Return a faithful copy of all the entries, omitting the images.
***** Records to use *****
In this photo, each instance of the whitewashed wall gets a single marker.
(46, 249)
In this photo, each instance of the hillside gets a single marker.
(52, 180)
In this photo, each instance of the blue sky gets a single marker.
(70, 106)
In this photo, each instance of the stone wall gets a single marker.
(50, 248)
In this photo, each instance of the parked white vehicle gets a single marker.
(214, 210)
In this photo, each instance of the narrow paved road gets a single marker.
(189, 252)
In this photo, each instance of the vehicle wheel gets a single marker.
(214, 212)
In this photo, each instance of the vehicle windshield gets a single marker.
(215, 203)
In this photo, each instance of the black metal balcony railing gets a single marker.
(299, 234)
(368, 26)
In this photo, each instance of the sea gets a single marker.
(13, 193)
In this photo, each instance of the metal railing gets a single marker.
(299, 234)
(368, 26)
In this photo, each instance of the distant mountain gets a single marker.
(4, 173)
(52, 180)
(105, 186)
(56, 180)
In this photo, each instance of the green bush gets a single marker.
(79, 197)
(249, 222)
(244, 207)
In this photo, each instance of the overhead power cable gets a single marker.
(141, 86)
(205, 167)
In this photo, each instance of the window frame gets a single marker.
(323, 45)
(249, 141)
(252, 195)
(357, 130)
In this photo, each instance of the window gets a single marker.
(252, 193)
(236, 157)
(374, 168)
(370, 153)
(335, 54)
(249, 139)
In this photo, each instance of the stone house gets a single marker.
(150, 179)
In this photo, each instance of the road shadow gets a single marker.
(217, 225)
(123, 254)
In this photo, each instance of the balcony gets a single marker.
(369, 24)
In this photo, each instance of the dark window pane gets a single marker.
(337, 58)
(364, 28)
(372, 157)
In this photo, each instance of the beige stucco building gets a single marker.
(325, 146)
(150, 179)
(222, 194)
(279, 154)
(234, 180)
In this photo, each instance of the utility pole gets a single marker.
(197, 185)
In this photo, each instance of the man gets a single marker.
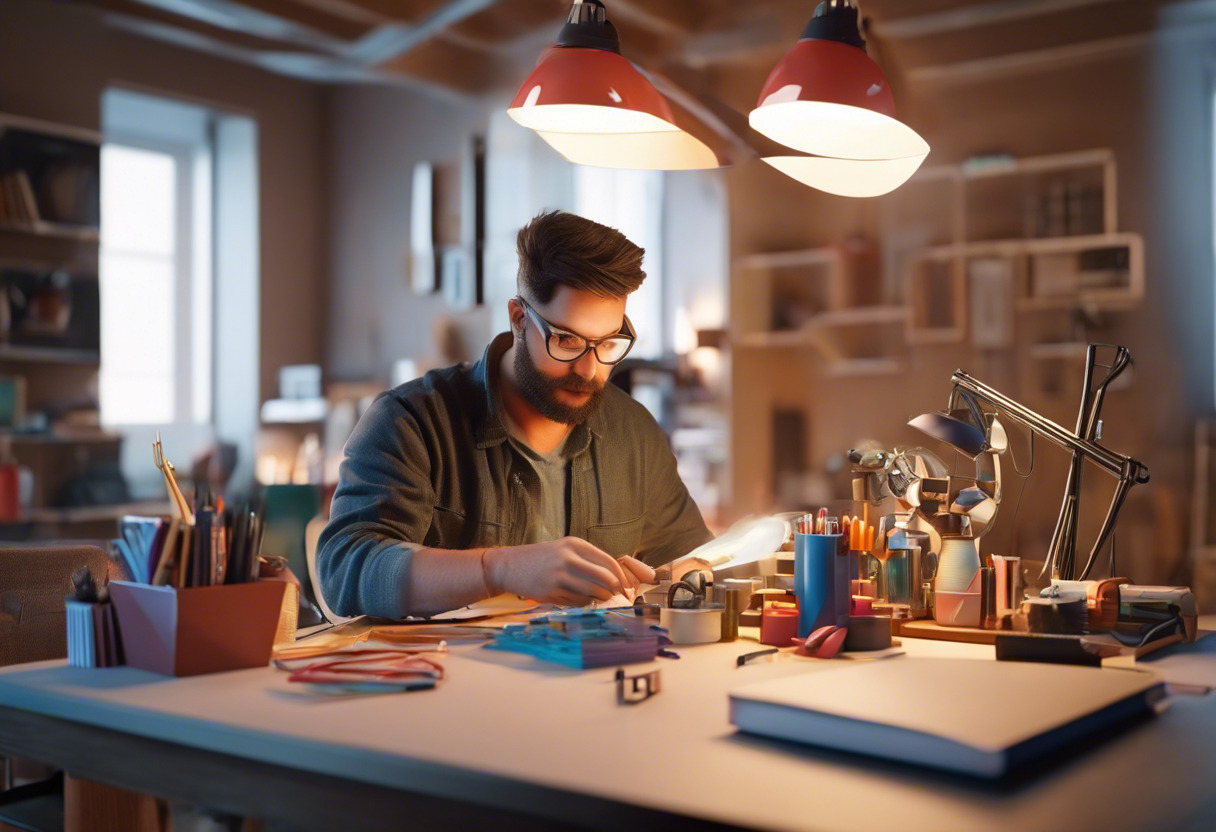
(524, 472)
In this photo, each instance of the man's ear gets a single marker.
(516, 313)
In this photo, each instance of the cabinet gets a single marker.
(964, 249)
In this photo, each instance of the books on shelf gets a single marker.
(17, 202)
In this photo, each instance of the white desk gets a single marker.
(533, 742)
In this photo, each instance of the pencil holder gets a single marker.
(204, 629)
(821, 582)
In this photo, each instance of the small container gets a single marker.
(778, 624)
(692, 627)
(732, 602)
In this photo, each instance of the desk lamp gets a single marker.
(961, 428)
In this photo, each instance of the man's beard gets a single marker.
(540, 391)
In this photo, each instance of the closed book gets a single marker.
(975, 717)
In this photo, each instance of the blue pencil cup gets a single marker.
(821, 582)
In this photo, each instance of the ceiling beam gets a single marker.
(394, 40)
(305, 66)
(238, 17)
(1020, 63)
(978, 15)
*****
**Solution**:
In this photo, each instance of the whitewashed wall gets a single marker.
(46, 249)
In this photo, each instance of the hillside gets a single marker.
(52, 180)
In this photo, each instance of the blue sky gets a single marker.
(70, 106)
In this photo, each instance of the stone wall gets a single marker.
(50, 248)
In this photo, each instance of the parked white vehicle gets a single marker.
(214, 210)
In this photo, each instance of the narrow paved road gets a single marker.
(189, 252)
In this photo, each instance of the vehicle wheel gets a single marker.
(214, 212)
In this photo, each instance of the vehicle windshield gets a single marker.
(215, 203)
In this photo, each instance of the black metal balcony railing gets a single marker.
(299, 234)
(368, 26)
In this photo, each instance of the sea gets a single marker.
(13, 193)
In this photo, each instance of the metal railing gets a single marker.
(299, 234)
(368, 26)
In this photo, each instance of the distant mountain gets a single marker.
(4, 173)
(52, 180)
(105, 186)
(56, 180)
In this photo, each instance of the green bush gets a single marker.
(79, 197)
(249, 222)
(244, 207)
In this photo, each instance of the overhead power cable gets a single marker.
(141, 86)
(205, 167)
In this photo, each instance of the window frame gets a single marker.
(323, 45)
(249, 141)
(252, 195)
(357, 130)
In this photo, each instance of the window gets a single marker.
(252, 193)
(236, 157)
(374, 168)
(370, 153)
(335, 54)
(249, 139)
In this photo, each instance of the stone house gets a single marker.
(150, 179)
In this photo, each instance of the road shadow gets a single marker.
(217, 225)
(123, 254)
In this photo, each instance of the balcony gets a single marker.
(369, 24)
In this photo, each instance of the dark window pane gets a single marker.
(337, 58)
(364, 28)
(372, 157)
In this photo, each instance of the beige stucco building gets a single marker.
(325, 146)
(150, 179)
(222, 194)
(279, 154)
(234, 180)
In this photo, each instance of the utility pole gets a single marker.
(197, 185)
In this photo, each instance of the man gets a single marker.
(524, 472)
In this photo, each instance of the man's ear gets a single marker.
(516, 313)
In this photo, each instance of the cabinet gets a single marker.
(964, 249)
In this photo, each instance of the books on shelf gets a single marker.
(17, 202)
In this photo, each instance of the white desk gets a single marker.
(533, 742)
In this photo, each instance of the pencil holder gets a single marker.
(204, 629)
(821, 582)
In this photo, each instance of the small container gets a single marker.
(778, 624)
(692, 627)
(732, 602)
In this photo, each instance of the desk lamp gets a single marker.
(961, 428)
In this photo, each instance of the man's beard gets a single marker.
(540, 391)
In this photo, each instance of the closed book gets a single marker.
(975, 717)
In this photo, each instance of the blue pencil cup gets a single marker.
(821, 582)
In this photo, each instance of the ceiling beam gets a single marker.
(394, 40)
(305, 66)
(238, 17)
(1020, 63)
(978, 15)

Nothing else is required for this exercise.